*** DATA UNDER STUDY ***

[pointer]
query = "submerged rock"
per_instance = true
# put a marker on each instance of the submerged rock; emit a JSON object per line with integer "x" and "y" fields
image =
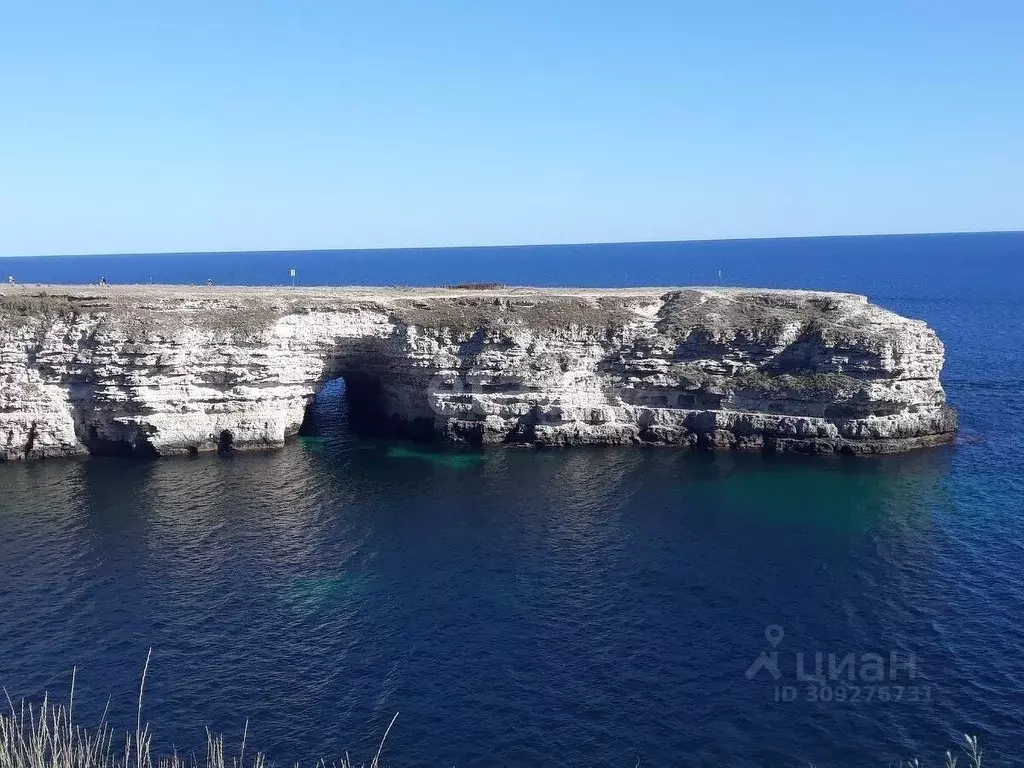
{"x": 158, "y": 371}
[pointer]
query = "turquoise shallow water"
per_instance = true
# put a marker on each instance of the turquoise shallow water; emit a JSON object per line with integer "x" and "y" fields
{"x": 593, "y": 606}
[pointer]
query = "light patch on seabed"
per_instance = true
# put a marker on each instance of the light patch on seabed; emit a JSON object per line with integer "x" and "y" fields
{"x": 312, "y": 442}
{"x": 454, "y": 460}
{"x": 321, "y": 592}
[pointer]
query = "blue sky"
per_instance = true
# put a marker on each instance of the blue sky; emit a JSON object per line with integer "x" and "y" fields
{"x": 184, "y": 126}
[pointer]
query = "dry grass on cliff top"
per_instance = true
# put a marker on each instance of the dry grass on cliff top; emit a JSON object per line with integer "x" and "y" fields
{"x": 46, "y": 736}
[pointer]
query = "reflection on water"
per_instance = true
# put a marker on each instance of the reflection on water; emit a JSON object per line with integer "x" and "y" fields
{"x": 597, "y": 603}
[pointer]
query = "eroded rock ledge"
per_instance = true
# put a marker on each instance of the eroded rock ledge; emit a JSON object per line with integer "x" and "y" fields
{"x": 172, "y": 370}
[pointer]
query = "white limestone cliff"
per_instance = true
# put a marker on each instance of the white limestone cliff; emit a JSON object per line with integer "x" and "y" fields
{"x": 165, "y": 370}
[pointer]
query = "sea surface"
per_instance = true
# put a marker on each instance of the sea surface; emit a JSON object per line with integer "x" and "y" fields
{"x": 586, "y": 607}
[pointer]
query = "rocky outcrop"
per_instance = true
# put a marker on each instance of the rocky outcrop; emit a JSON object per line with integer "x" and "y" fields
{"x": 162, "y": 370}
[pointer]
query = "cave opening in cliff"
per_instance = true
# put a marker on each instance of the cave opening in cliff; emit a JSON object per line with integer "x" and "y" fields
{"x": 328, "y": 412}
{"x": 356, "y": 403}
{"x": 346, "y": 403}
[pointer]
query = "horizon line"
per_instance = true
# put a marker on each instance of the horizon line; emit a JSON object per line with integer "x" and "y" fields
{"x": 511, "y": 245}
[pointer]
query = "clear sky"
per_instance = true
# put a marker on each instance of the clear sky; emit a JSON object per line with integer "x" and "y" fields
{"x": 181, "y": 126}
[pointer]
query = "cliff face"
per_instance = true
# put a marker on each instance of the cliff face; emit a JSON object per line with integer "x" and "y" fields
{"x": 161, "y": 371}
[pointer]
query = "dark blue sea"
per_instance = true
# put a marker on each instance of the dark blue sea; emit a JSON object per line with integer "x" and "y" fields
{"x": 587, "y": 607}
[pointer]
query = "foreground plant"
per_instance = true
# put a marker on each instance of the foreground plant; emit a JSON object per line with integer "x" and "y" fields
{"x": 47, "y": 737}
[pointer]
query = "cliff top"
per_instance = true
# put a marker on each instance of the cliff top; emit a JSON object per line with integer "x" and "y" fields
{"x": 248, "y": 309}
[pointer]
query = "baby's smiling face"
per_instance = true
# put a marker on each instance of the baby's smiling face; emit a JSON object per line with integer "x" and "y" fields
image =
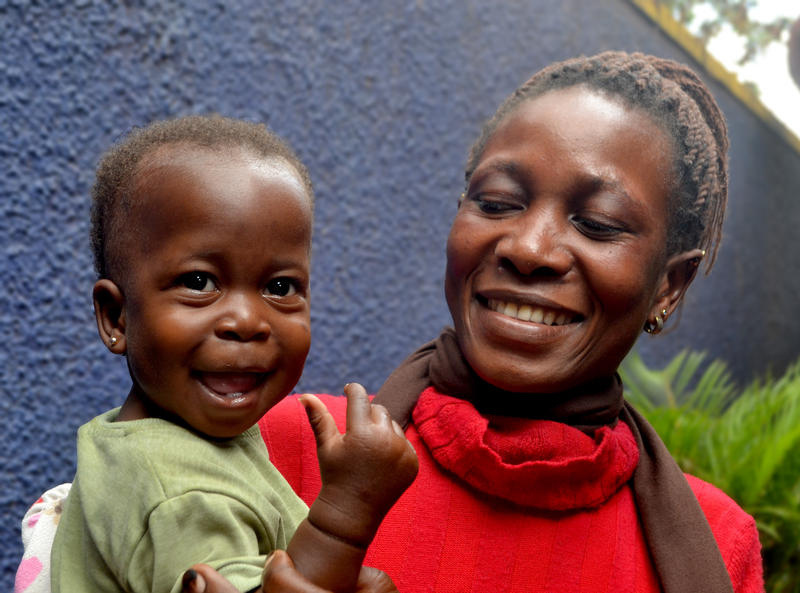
{"x": 215, "y": 295}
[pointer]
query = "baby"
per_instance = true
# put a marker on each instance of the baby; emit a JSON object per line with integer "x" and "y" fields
{"x": 201, "y": 229}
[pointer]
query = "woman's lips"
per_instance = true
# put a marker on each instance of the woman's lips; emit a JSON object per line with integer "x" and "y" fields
{"x": 532, "y": 313}
{"x": 231, "y": 383}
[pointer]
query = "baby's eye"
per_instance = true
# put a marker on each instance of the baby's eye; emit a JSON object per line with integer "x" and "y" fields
{"x": 281, "y": 287}
{"x": 199, "y": 281}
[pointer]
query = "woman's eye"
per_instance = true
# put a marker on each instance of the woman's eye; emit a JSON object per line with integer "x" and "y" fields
{"x": 281, "y": 287}
{"x": 493, "y": 206}
{"x": 199, "y": 281}
{"x": 596, "y": 229}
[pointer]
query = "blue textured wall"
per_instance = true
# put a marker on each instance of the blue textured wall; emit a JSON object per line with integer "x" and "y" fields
{"x": 381, "y": 99}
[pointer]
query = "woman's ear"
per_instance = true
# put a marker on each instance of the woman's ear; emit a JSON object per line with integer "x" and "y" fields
{"x": 109, "y": 311}
{"x": 678, "y": 275}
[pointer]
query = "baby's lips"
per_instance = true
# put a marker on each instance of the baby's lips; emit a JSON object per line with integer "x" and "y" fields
{"x": 231, "y": 383}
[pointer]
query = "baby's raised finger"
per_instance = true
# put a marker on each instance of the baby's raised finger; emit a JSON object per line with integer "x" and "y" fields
{"x": 322, "y": 423}
{"x": 358, "y": 406}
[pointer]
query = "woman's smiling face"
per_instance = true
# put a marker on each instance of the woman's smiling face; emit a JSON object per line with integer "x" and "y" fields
{"x": 557, "y": 254}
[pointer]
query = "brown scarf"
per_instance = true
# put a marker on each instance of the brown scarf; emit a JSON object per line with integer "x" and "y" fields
{"x": 683, "y": 549}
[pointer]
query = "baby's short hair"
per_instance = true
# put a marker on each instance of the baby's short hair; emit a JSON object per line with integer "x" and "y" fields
{"x": 118, "y": 167}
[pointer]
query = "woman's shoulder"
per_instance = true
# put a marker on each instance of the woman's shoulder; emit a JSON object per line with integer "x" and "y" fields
{"x": 718, "y": 506}
{"x": 736, "y": 534}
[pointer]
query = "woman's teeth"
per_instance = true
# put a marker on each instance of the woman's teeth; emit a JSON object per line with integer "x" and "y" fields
{"x": 529, "y": 313}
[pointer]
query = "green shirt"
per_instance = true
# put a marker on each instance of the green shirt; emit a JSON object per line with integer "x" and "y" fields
{"x": 151, "y": 498}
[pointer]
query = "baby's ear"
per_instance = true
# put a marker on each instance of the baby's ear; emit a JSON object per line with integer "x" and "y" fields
{"x": 109, "y": 312}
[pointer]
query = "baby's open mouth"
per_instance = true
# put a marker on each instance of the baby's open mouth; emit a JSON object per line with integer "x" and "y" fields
{"x": 231, "y": 384}
{"x": 532, "y": 313}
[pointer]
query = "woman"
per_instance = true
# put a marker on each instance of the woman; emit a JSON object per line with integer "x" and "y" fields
{"x": 592, "y": 196}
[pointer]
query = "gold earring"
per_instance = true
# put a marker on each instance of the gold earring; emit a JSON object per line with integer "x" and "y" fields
{"x": 654, "y": 327}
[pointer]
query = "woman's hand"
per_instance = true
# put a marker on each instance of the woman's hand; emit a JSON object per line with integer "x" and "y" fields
{"x": 280, "y": 577}
{"x": 364, "y": 471}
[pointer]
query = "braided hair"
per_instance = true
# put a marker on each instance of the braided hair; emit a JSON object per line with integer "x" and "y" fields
{"x": 116, "y": 173}
{"x": 675, "y": 97}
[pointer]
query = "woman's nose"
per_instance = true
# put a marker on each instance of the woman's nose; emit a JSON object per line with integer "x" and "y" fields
{"x": 244, "y": 318}
{"x": 535, "y": 244}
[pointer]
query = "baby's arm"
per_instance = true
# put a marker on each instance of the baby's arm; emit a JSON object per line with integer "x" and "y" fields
{"x": 364, "y": 472}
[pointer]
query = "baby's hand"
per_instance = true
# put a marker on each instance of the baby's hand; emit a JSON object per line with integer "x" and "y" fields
{"x": 364, "y": 471}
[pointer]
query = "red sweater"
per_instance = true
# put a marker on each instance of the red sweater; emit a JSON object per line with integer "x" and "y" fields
{"x": 523, "y": 506}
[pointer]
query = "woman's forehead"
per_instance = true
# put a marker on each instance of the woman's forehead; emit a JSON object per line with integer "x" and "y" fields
{"x": 585, "y": 136}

*** End of DATA UNDER STUDY ***

**PROMPT:** Wherever the string "submerged" occurs in the entries, copy that whole line.

**RESULT:**
query = "submerged rock"
# put a marker on each instance of the submerged rock; emit a JSON object per line with integer "x" and "y" fields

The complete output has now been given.